Opening as Octarine

Twelfth night. Yule itself and Christmas too have come and gone. Family gatherings have happened, we’ve comforted ourselves in the darkness with rich foods; roasts, figs, chocolate, wine and more.

Now our group turns its attention to the symbolism of Octarine – the colour of magick, the north & midwinter. We gather for these rituals by the hearth of the Covenstead. In the corner of the room the Christmas tree twinkles its little lights. A large reproduction of Atu XV – The Devil, Lord of Misrule and capricious midwinter goat – graces the temple. There are drums and rattles for music (an essential component for our meetings) and the altar glitters with peacock feathers, holly and festive lights.

Breaking open the head

Breaking open the head

‘The colour of magick that can be described is not the true colour’. Octarine sits outside of our symbolic categorisations; it is beyond what we know and, more directly than the other ray of the chaos star, points towards the ungraspable nature of the Mystery.

We open the temple with the Gnostic Chaosphere Ritual (version 1.8), and pass a cup of ginger wine round the circle, which summons a warming, seasonal glow. The first ritual is the ‘Octarine Pineal Gland Working’. In this practice we install a homunculus in our brains, a miniature visualisation of ourselves, sat in the core of our brains, massaging our pineal bodies. The internal adept gently rubs the gland and from it the octarine secretions are released, flooding through the whole being. This magickal fluid opens us to the transcendental. Causing the brain to unfolds like a flower blooming in the night, unfirling like a receiver to cosmic consciousness.

INFORMATION PROVIDED:
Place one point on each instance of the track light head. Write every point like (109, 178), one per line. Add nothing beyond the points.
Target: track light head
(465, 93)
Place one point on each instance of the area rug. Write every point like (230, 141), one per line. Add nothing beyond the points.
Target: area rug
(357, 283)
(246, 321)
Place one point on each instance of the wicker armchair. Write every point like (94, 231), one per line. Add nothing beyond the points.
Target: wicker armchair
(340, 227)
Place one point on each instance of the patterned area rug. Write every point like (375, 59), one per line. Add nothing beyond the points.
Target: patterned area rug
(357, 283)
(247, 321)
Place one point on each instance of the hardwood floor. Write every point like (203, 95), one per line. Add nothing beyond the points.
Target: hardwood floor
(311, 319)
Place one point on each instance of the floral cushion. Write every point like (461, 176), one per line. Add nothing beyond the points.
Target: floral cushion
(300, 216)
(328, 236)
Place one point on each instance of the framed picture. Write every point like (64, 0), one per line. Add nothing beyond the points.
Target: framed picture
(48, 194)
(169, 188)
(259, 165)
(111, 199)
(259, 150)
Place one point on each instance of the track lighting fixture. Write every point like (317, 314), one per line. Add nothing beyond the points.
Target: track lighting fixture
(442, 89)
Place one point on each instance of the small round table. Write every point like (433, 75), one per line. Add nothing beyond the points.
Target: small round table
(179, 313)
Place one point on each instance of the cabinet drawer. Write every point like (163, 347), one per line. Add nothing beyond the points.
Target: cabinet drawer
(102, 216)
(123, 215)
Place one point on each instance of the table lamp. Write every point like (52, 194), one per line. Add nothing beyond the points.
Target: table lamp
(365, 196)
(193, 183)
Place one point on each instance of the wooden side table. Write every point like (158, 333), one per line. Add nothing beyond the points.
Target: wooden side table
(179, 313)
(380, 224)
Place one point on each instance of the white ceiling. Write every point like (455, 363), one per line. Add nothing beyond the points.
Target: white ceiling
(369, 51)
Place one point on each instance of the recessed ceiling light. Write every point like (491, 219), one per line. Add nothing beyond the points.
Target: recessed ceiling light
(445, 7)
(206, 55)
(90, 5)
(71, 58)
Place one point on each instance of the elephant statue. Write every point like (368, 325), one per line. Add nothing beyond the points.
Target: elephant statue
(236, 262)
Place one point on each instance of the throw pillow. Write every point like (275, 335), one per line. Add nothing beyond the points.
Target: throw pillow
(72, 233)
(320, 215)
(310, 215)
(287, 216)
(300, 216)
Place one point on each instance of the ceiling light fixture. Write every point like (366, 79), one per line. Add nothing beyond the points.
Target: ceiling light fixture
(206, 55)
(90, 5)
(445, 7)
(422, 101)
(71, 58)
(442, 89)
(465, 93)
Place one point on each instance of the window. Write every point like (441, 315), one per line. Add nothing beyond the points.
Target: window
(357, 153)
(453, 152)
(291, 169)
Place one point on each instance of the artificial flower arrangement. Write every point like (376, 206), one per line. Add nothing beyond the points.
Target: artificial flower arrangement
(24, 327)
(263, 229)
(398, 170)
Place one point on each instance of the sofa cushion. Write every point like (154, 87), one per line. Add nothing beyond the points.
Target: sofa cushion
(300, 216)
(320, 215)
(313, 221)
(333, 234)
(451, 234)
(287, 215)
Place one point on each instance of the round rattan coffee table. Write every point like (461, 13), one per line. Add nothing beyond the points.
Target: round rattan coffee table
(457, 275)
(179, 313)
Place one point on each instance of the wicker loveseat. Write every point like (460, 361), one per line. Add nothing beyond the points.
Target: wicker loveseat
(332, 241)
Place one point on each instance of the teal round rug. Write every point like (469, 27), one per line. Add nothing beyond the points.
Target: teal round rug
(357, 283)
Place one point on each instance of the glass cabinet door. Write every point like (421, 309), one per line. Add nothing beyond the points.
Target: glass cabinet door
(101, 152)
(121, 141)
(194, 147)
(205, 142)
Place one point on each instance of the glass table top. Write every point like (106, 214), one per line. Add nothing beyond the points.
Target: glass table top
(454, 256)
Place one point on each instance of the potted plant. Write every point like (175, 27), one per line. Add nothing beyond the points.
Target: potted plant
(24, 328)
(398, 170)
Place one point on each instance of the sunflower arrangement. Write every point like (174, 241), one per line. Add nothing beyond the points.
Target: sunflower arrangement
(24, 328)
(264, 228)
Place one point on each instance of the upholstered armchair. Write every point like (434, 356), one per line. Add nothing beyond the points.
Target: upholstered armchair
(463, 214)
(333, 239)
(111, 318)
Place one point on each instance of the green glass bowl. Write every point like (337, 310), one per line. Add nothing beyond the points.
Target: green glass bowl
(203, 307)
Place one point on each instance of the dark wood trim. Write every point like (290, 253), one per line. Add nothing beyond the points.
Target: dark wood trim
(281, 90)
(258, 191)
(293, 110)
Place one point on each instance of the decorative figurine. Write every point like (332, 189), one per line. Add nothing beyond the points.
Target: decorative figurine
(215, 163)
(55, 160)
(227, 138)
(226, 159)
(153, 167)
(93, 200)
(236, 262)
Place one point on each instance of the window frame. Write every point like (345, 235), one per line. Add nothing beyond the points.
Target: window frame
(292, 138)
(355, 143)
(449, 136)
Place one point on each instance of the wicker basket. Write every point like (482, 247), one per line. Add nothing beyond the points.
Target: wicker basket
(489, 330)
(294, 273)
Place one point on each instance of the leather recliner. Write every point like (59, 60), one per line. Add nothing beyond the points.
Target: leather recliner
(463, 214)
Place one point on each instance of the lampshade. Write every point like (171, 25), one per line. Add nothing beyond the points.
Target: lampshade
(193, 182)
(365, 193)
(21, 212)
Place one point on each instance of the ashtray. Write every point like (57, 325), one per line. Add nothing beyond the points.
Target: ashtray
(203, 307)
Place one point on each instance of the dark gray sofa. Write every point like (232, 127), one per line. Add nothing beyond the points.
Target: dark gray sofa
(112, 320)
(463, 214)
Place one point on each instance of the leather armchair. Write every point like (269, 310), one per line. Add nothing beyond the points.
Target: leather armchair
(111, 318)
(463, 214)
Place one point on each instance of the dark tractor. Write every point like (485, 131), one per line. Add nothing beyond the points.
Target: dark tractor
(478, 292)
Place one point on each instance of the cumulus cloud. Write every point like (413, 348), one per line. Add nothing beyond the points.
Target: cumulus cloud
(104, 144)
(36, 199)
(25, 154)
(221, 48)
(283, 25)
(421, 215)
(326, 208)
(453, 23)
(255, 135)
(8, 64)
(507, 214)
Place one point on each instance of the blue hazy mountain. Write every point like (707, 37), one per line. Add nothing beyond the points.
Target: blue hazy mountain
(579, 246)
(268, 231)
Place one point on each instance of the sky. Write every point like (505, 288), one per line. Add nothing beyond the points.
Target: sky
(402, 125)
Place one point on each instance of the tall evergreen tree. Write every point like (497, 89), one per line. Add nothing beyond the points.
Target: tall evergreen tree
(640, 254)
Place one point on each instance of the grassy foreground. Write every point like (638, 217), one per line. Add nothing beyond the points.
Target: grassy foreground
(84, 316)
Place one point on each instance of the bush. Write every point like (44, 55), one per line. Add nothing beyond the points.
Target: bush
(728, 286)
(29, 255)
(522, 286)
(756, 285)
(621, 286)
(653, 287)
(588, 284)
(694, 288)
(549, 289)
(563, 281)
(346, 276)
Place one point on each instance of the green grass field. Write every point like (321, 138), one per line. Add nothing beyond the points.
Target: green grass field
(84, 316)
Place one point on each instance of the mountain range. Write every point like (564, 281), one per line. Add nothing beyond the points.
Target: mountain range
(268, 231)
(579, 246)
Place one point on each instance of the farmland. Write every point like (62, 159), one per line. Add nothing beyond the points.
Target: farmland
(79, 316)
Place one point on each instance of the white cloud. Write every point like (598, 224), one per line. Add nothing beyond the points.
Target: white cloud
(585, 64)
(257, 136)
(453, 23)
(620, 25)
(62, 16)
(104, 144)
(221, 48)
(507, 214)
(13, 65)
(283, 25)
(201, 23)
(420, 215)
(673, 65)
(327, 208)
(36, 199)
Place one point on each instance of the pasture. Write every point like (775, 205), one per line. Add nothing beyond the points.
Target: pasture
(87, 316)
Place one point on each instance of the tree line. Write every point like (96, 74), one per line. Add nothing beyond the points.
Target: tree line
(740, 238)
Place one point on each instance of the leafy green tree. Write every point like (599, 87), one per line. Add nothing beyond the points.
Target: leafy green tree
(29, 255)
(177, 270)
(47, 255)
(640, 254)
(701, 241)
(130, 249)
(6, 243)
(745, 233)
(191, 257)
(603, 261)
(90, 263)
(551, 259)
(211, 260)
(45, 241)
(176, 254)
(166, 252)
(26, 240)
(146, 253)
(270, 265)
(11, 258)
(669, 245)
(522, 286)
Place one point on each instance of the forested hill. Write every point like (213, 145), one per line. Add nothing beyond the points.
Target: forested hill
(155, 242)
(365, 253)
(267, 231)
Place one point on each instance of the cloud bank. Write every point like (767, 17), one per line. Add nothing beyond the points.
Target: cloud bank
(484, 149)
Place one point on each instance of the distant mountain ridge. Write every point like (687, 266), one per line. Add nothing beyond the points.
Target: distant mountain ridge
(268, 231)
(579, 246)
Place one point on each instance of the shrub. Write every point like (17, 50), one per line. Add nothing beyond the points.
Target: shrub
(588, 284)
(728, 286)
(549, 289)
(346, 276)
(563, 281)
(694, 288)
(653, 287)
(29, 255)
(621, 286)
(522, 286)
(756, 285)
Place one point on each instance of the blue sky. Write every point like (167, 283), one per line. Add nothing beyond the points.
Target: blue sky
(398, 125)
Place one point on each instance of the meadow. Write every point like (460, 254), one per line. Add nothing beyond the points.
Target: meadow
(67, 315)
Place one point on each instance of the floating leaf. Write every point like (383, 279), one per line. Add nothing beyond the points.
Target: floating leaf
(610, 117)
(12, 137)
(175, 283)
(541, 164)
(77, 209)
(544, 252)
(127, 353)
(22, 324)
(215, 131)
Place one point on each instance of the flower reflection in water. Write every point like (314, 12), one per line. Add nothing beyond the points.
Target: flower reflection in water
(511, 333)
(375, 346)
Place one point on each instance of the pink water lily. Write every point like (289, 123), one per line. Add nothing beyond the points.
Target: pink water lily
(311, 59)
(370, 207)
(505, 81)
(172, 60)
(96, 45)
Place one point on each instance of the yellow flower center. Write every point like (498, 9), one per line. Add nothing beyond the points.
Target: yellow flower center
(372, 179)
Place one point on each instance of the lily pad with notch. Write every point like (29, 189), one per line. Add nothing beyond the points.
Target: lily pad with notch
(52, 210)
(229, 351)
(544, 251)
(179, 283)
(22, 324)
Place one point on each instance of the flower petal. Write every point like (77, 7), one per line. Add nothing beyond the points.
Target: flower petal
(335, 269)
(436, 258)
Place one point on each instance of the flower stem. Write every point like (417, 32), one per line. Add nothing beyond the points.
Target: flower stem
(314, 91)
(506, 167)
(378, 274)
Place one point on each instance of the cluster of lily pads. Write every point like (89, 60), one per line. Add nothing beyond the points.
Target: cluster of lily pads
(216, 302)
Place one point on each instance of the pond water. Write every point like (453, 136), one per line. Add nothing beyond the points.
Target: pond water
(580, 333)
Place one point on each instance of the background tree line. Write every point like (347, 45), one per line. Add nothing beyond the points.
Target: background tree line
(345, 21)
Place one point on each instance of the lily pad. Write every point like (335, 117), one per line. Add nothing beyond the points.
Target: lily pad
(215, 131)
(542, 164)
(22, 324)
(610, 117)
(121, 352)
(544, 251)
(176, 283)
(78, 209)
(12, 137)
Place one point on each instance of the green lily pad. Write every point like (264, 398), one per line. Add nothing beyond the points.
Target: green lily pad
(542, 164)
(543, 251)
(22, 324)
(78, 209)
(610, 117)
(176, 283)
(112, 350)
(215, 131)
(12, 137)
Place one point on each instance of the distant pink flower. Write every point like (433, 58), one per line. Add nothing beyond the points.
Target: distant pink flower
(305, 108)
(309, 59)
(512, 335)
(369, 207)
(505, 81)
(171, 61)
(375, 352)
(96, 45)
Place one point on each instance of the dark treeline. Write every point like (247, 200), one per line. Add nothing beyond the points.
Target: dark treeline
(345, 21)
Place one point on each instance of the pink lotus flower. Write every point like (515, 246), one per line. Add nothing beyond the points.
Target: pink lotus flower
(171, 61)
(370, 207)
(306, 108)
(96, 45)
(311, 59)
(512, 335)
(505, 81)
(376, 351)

WRITTEN EXERCISE A: Rewrite the part of the octarine passage that opens with the words containing "Twelfth night. Yule" and closes with "wine and more.", putting "gingerbread" in place of "chocolate".
WRITTEN EXERCISE B:
Answer from the octarine passage:
(i) With what does the altar glitter?
(ii) Which ritual is used to open the temple?
(iii) What drink is passed round the circle?
The records were gathered from a different source than the octarine passage.

FULL ANSWER A:
Twelfth night. Yule itself and Christmas too have come and gone. Family gatherings have happened, we’ve comforted ourselves in the darkness with rich foods; roasts, figs, gingerbread, wine and more.

FULL ANSWER B:
(i) Peacock feathers, holly and festive lights.
(ii) The Gnostic Chaosphere Ritual (version 1.8).
(iii) A cup of ginger wine.